◆ **What you have to do**
In the text on Californians for Population Stabilization, which pro-eugenics fund is named as having funded the group?

Californians for Population Stabilization (CAPS) recently featured a cross-posted article which describes its latest television campaign: blaming immigrants for the lack of jobs available to returning military veterans, especially young African American men.
This article is hugely misleading for two reasons: CAPS as an organization would have to work very hard to demonstrate that it cares about African Americans at all, and a high unemployment rate among returning veterans is difficult to correlate with immigration.
CAPS is an anti-immigrant organization that often masquerades as an environmental advocate. CAPS has received funding from the Colcom Foundation, which has historically funded and promoted the work of the John Tanton Network (made up of white nationalists and xenophobic, bigoted anti-immigrant organizations). CAPS has also received funding from the pro-eugenics Pioneer Fund. These are not the kind of activists who commiserate with high unemployment rates among people of color.
It is downright laughable that CAPS would claim it is outraged on behalf of returning veterans based on the racial dynamics of unemployment. CAPS consistently attempts to drive a wedge into working class solidarity, and the organization is particularly devoted to pitting black and brown workers against one another.
CAPS’s argument, that “illegal” immigrants to the United States are taking jobs away from returning African American veterans, is highly simplistic. It is essential to keep in mind the chaotic state of affairs facing all veterans when they return home, as well as the structural racism that African American citizens often encounter when searching for a job.
National Public Radio (NPR) has reported extensively on returning soldiers, and their stories show that the United States is ill-equipped to offer the requisite support that helps vets transition into civilian jobs.
The cause of high veteran unemployment lies not with immigrants but with the overall economic, medical and racial culture of the United States. That the president must try to tax-incentivize businesses to get them to hire veterans is indeed a symbol of problematic priorities. The demographic of veterans most effected by unemployment also hints at the racial dynamics at play in this country, and how those dynamics help determine who is considered employable and who is not.

◆ **Material shown**
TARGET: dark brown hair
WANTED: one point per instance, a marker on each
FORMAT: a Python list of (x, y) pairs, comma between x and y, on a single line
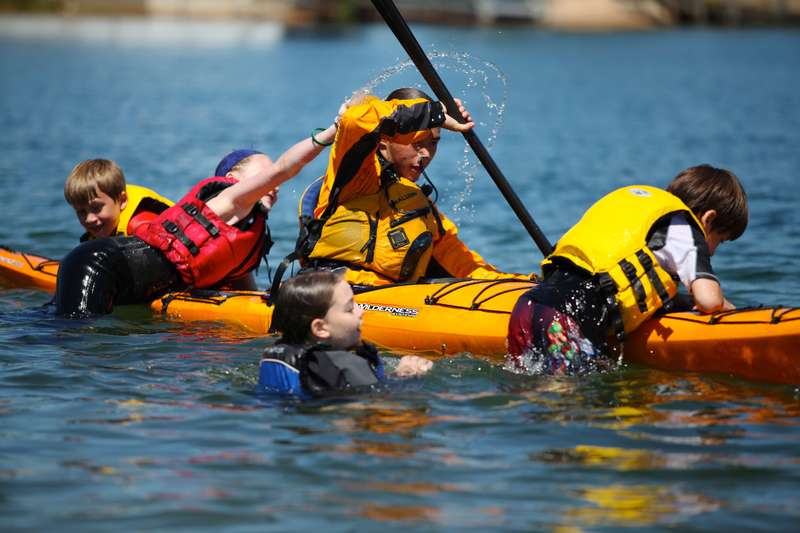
[(87, 176), (408, 93), (703, 188), (301, 300)]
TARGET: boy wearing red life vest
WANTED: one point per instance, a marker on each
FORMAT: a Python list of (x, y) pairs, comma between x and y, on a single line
[(217, 232), (106, 206), (621, 263)]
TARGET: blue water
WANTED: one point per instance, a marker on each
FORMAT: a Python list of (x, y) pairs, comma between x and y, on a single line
[(130, 422)]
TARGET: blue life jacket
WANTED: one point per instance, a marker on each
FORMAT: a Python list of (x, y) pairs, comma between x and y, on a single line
[(317, 370)]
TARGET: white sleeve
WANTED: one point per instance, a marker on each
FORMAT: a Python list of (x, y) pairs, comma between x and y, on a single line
[(685, 252)]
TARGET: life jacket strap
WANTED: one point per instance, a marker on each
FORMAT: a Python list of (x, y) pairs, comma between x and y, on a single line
[(173, 228), (658, 285), (195, 213), (608, 288), (638, 289)]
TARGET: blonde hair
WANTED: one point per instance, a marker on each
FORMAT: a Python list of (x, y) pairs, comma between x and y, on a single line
[(88, 176)]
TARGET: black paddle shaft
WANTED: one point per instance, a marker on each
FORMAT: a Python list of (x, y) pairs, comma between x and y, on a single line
[(400, 28)]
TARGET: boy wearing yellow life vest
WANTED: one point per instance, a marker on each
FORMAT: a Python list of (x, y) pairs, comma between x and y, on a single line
[(621, 263), (106, 206), (372, 216)]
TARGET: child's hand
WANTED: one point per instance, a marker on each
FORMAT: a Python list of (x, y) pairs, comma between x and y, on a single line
[(452, 124), (412, 365)]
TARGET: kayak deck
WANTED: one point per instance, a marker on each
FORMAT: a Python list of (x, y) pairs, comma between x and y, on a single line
[(446, 317)]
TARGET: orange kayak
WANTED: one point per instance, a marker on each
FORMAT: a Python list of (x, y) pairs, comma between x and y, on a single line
[(18, 269), (448, 317)]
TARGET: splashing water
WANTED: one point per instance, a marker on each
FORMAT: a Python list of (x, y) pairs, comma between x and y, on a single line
[(481, 76)]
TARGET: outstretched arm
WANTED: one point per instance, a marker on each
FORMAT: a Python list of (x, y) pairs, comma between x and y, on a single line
[(708, 297), (236, 202)]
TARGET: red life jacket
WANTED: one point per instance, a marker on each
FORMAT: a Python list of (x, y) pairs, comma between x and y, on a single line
[(204, 249)]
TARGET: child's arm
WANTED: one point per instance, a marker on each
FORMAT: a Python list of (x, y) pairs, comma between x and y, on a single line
[(708, 297), (412, 365), (236, 202)]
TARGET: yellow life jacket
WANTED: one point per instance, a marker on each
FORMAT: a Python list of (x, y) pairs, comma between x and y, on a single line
[(140, 199), (390, 232), (610, 241)]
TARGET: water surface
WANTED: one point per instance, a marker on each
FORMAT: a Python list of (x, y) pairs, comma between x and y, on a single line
[(132, 422)]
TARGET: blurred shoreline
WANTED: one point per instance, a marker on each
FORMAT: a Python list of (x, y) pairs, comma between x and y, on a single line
[(574, 15)]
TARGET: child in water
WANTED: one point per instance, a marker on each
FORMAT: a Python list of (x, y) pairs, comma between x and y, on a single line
[(619, 264), (320, 350), (106, 206)]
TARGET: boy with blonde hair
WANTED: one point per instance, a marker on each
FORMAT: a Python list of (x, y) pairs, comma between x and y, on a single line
[(106, 206)]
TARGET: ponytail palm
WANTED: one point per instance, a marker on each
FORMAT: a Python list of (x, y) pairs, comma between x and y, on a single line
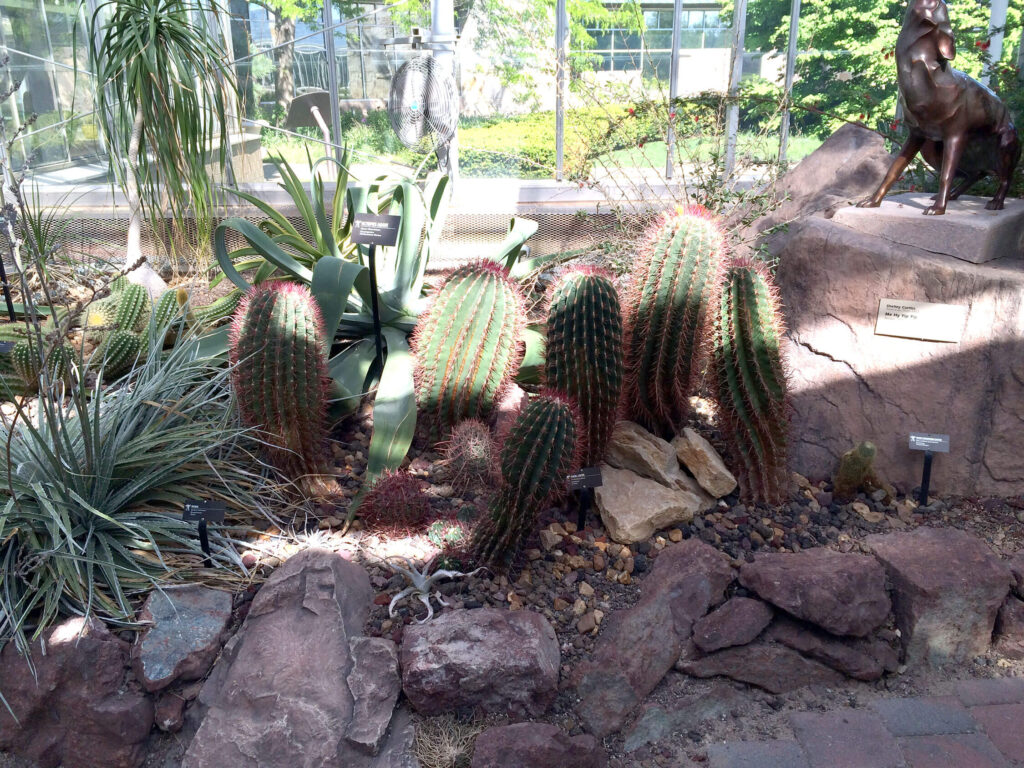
[(161, 84)]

◆ **Exercise result**
The Pioneer Fund.